> [Problem description] Copy these rows with "green tree" swapped for "leafy tree" everywhere and nothing else changed. Leave out the pictures.

> [Rows]

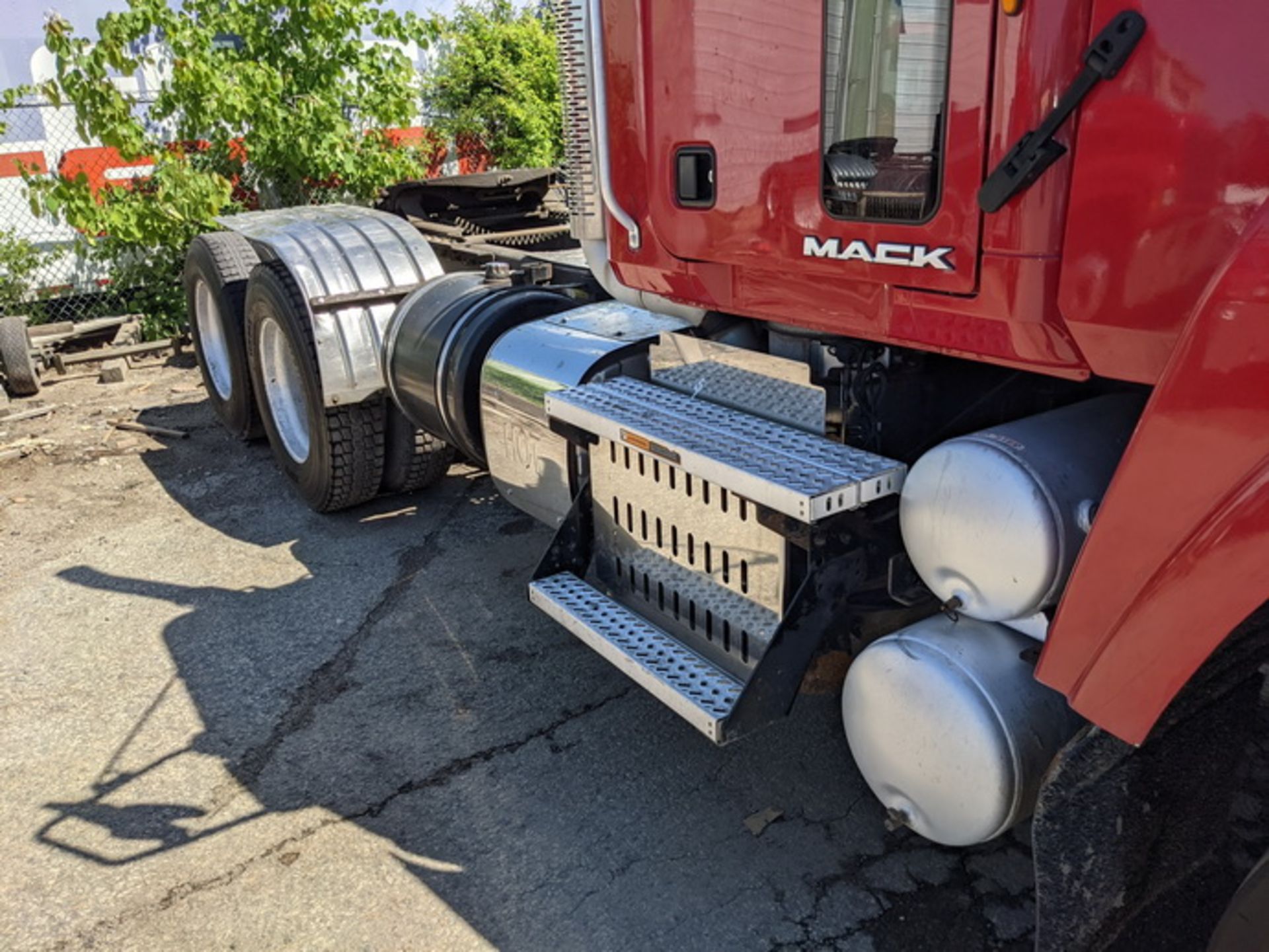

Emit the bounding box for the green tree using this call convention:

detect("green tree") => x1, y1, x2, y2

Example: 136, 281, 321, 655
426, 0, 563, 167
0, 0, 436, 334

> [Exercise solution]
Emit the bounding box for the leafy tree using this call convention:

detect("leafy tree") => x1, y1, x2, y2

Example: 136, 281, 321, 655
426, 0, 563, 167
0, 0, 436, 334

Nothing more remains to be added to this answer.